DATA PROVIDED:

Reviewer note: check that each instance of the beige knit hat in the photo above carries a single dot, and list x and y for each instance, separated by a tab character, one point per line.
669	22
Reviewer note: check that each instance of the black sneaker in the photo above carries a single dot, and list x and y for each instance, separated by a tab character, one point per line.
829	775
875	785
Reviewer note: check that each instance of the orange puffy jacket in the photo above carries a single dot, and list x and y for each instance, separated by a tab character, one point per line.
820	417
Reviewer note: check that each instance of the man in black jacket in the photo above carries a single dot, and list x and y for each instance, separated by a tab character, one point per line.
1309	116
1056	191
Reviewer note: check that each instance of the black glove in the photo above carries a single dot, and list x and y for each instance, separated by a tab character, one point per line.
* * *
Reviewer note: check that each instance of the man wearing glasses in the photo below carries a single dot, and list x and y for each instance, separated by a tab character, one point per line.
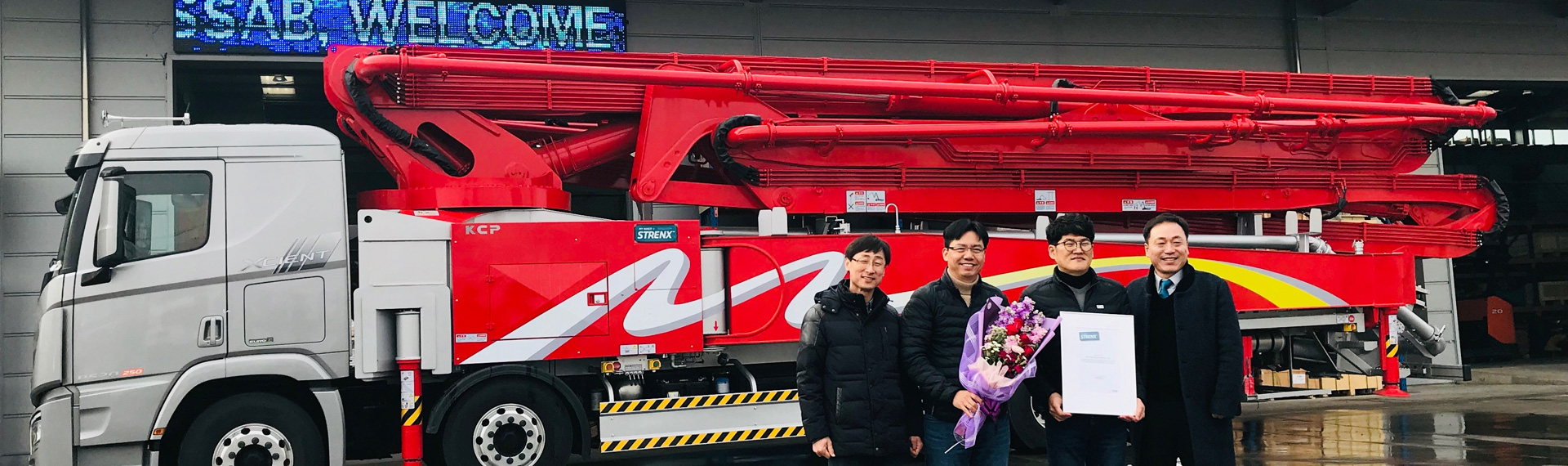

PROBLEM REQUIREMENTS:
What do the lines above say from the one containing "Reviewer note: check that each instance of the man in" down to the one containing "Reviewer note: check that each instance of the black glove"? Return them exactly, both end lines included, and only them.

COMPLETED EXERCISE:
Reviewer note: check that each instance of the man in black jacket in the photo above carries a single dot, and list x and y for each instance, separated by a tab character, one point per line.
1309	116
1056	191
Reviewer note: check that each instance of the black glove in the photo above carries a single dot, and list x and y for each instance, separated by a tab character, one point per line.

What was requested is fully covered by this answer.